STUDY TEXT ::
———
US-based Moody's Investors Service has maintained its stable outlook on the Indian banking system as operating conditions of the sector are seen steady on account of improving consumer and business confidence along with domestic demand. According to the rating agency, gradual economic recovery will support Indian banks' financial fundamentals.
Expecting the banking sector's financial fundamentals to improve ahead, Moody's in its research note said, declines in loan-loss provisions and increases in net interest margins will boost banks' profitability. Capitalization, funding, and liquidity will be stable and support loan growth.
In Moody's opinion, banks operating environment will be stable as the economy gradually recovers from the pandemic.
Moody's expects India's economy to continue to recover in the next 12-18 months, with GDP growing 9.3% in the year ending March 2022 (fiscal 2022) and 8.4% in the following year.
It said, "improving consumer and business confidence, as well as improving domestic demand, will support economic growth and credit demand. However, the global economic fallout from the Russia-Ukraine military conflict will create some risks as it fuels inflation because of rising oil prices and driving down the value of the local currency, which will increase pressure on India's central bank to raise interest rates. Increasing corporate earnings and easing funding constraints for non-bank finance companies, which are significant borrowers from banks, will support loan growth."
"We expect growth in bank loans to accelerate to 12%-13% in fiscal 2023 from 5% in fiscal 2021," Moody's said in its note.
Moody's sees banks' asset quality to improve with non-performing loan (NPL) ratios to decline due to recoveries or write-offs of legacy problem loans while the formation of new NPLs will be stable as the economy recovers.
The loan growth will help banks push NPL ratios down by expanding the overall pool of loans, even though new defaults may arise from loans that have been restructured because of economic disruptions from the pandemic, Moody's highlights.
———
GIVEN RECORDS ::
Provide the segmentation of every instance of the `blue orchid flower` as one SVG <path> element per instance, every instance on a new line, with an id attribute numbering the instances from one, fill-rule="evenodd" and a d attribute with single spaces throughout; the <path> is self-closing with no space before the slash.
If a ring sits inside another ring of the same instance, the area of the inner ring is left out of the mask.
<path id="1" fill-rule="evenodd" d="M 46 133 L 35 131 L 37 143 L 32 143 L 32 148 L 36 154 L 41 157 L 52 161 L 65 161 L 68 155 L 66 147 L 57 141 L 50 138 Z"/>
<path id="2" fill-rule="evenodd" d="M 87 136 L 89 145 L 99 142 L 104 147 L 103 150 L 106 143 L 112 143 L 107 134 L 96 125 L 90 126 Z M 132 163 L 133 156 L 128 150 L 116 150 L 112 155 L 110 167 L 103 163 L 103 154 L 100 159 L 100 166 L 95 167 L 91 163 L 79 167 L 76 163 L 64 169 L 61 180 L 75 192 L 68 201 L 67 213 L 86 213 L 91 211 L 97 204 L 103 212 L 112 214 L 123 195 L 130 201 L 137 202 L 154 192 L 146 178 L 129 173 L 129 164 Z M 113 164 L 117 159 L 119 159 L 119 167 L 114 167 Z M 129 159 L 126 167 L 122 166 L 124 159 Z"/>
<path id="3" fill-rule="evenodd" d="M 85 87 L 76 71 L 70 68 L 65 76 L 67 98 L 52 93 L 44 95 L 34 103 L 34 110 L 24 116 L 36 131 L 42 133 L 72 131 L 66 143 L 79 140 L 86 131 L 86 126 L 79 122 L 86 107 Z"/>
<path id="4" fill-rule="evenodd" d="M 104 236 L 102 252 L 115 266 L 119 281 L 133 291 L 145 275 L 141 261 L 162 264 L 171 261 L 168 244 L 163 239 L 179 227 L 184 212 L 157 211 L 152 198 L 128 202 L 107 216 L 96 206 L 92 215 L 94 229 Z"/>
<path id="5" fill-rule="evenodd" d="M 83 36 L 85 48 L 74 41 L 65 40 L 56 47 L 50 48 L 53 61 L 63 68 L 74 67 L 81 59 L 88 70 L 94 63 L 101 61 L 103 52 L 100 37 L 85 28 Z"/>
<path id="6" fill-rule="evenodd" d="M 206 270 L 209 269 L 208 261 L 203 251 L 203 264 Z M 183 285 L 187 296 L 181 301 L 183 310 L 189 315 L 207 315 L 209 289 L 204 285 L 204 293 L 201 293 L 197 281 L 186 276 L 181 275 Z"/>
———
ASSIGNMENT 1 :: Name the financial fundamentals that the article on Moody's outlook for Indian banks says will be stable.
ASSIGNMENT 2 :: Extend the article on Moody's outlook for Indian banks past its final paragraph.
The listing has no connection to the article on Moody's outlook for Indian banks.

WRITTEN ANSWER 1 :: Capitalization, funding, and liquidity.

WRITTEN ANSWER 2 ::
Moody's note said, "The quality of corporate loans will be stable, supported by growth in earnings and a cleanup of legacy problem loans to corporates, while risks will linger in loans to retail borrowers and small and medium-sized enterprises because relief measures for them have somewhat masked stress among them."
As of December 31, 2021, the asset-weighted average of rated banks' gross NPL ratios nearly halved to 5.7% from a peak of 10.3% that was recorded at the end of March 2018.
Further, banks' capital will be stable. Moody's said, "improving profitability will offset increases in capital consumption due to an acceleration in loan growth, helping banks across the system maintain capital at current levels. Capital ratios at public sector banks (PSBs) have improved in the past year, helped by capital infusions from the government. Also, PSBs, as well as their private sector banks, have proactively sought to raise capital from the equity capital market, taking advantage of improvements in profitability to attract investor interest."
By end of 2021, the rated private sector banks had an asset-weighted average Common Equity Tier 1 (CET1) ratio of 15.8%, which in Moody's view, positions them well to capture opportunities to grow loans as economic conditions improve.
However, government-owned banks capitalization remains weaker than that of their private-sector peers, but Moody's also states that their asset-weighted average CET1 rose to 10.5% by 2021-end from 10.0% as of 31 March 2021. Adding, Moody's said, further improvements in PSBs' financial health will continue to help them raise equity capital from the market, reducing their dependence on capital support from the government.
Profitability will improve due to growth in pre-provision earnings and declines in loan-loss provisions.
As per Moody's, gradual increases in domestic interest rates will boost net interest margins because banks will be able to pass on higher rates to borrowers, while their funding costs will increase marginally because banks have reduced the share of high-cost corporate term deposits in total deposits. Stable asset quality and existing provisions against legacy stressed assets will allow banks to reduce loan-loss provisions. The return on assets of rated PSBs and private sector banks rose materially to 0.6% and 1.5%, respectively, in the nine months ended December 2021 from -0.4% and 0.7% in the fiscal year ended March 2018.
In regards to funding and liquidity, Moody's expects them to be stable for both public and private sector banks. Moody's highlights that deposit growth will slow because corporates and individuals will use excess cash for consumption and new business opportunities. Still, increases in low-cost current and savings account deposits will help banks keep funding costs stable even as interest rates rise.
For public sector banks, Moody's believes government support to remain very strong. But in the case of private sector banks, the rating agency expects government support to vary, based on each bank's systemic importance.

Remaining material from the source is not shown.